(Position identification entries)
⟨
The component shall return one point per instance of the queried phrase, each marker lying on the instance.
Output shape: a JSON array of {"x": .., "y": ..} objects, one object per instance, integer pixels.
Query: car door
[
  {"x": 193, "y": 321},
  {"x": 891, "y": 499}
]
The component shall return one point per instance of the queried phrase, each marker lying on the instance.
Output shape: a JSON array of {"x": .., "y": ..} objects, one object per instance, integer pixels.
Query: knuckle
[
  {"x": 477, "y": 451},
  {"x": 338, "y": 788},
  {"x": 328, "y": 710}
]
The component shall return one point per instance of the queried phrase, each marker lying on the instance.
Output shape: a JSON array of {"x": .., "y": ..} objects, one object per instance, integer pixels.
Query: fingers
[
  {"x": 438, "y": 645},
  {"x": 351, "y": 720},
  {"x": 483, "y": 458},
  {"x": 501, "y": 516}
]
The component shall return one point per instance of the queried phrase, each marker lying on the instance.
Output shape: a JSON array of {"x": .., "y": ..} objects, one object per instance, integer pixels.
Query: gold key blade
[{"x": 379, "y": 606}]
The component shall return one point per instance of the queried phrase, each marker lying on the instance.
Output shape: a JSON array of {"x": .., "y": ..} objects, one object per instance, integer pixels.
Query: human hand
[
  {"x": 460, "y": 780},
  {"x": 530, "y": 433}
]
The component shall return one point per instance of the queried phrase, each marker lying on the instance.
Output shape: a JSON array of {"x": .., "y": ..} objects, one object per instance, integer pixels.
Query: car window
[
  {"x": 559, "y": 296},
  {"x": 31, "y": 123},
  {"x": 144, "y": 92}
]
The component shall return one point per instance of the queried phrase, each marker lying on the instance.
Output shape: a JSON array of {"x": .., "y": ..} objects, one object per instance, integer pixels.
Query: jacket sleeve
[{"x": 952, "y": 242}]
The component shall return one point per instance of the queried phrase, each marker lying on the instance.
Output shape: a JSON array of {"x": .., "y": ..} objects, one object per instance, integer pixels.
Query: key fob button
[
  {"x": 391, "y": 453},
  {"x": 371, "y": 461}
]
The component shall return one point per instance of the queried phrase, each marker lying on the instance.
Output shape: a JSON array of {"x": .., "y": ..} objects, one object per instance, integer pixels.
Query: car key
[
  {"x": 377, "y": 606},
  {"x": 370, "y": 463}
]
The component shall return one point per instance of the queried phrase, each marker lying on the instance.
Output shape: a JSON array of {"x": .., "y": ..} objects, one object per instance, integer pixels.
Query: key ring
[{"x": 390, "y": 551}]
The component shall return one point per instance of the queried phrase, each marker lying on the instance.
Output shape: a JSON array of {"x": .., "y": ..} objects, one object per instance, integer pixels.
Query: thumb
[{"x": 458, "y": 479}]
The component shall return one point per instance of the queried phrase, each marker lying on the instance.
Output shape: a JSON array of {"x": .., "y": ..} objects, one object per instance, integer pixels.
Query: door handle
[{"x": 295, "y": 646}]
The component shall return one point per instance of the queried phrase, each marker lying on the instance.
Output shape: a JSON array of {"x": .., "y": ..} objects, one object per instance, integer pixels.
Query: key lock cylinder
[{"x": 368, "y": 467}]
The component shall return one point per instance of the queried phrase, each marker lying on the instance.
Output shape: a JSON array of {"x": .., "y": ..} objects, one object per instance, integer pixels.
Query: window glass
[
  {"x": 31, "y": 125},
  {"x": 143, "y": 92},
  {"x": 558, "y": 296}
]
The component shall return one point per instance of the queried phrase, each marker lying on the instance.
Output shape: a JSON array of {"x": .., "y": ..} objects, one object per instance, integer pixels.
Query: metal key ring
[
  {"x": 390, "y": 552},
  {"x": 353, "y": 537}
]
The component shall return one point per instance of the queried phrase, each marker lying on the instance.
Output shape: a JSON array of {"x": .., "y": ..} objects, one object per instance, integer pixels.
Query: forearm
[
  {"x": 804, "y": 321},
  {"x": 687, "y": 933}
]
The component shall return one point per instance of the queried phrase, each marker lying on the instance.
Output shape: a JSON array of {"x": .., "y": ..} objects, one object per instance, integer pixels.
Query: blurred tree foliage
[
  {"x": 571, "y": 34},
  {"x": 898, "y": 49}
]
⟩
TASK BRIEF: Could you extract each line of the entries above that contains the string "window"?

REPLY TO THE TASK:
Query: car window
Query: window glass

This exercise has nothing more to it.